— START OF Data section —
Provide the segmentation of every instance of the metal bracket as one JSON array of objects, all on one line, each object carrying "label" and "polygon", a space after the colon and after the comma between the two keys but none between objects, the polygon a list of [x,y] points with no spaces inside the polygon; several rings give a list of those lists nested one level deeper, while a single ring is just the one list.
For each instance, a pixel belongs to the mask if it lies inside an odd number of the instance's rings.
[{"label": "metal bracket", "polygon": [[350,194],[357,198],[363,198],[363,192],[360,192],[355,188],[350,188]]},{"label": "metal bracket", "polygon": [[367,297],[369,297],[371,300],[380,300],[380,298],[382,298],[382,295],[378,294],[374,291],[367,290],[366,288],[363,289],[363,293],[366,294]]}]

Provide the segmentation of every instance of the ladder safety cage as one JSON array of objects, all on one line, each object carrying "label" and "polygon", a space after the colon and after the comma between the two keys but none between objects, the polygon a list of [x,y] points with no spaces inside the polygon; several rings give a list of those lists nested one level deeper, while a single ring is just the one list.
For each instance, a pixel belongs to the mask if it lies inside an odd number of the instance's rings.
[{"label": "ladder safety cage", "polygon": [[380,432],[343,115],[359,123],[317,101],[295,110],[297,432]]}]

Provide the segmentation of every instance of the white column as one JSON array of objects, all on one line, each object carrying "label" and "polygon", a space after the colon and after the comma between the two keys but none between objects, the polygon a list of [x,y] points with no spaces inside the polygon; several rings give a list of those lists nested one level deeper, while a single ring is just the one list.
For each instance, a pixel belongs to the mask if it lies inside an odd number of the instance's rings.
— END OF Data section —
**What you have to do**
Write out all the rows above again, swapping "segmentation" for "outline" wherever it occurs and leaving everything else unchanged.

**Exercise response**
Provide the outline of every instance of the metal bracket as one JSON array of objects, all on one line, each object carrying "label" and "polygon", a space after the colon and after the comma between the two keys but none between objects, the polygon a list of [x,y] points with no spaces inside the polygon; several rings give a list of those lists nested one level deeper, while a single ring is just the one list.
For each instance, a pixel belongs to the mask if it lies inside an odd number of the instance's rings.
[{"label": "metal bracket", "polygon": [[350,194],[357,198],[363,198],[363,192],[360,192],[355,188],[350,188]]},{"label": "metal bracket", "polygon": [[367,297],[369,297],[371,300],[380,300],[380,298],[382,298],[382,295],[378,294],[374,291],[367,290],[366,288],[363,289],[363,293],[366,294]]}]

Provide the outline of every instance of the ladder safety cage as one JSON array of objects, all on one line, each object carrying "label" and "polygon", a space after the colon and after the comma between the two keys but none between objects, the polygon a list of [x,y] points with no spaces inside the polygon; several rings give a list of those lists nested one level deeper, while a single ring is just the one list.
For each instance, a pixel belongs to the mask if it lies inside an odd number of the instance's rings.
[{"label": "ladder safety cage", "polygon": [[380,432],[343,115],[359,123],[317,101],[295,110],[297,432]]}]

Provide the outline of every instance of the white column as one JSON array of objects, all on one line, each object carrying "label" and "polygon", a space after the colon and after the comma between the two keys but none between objects, the polygon a list of [x,y] points with no spaces inside the polygon; several rings give a list of those lists nested one level deeper, while a single ring is just the one list.
For each instance, a pixel belongs to the mask if it lies inside an odd number of the instance's rings.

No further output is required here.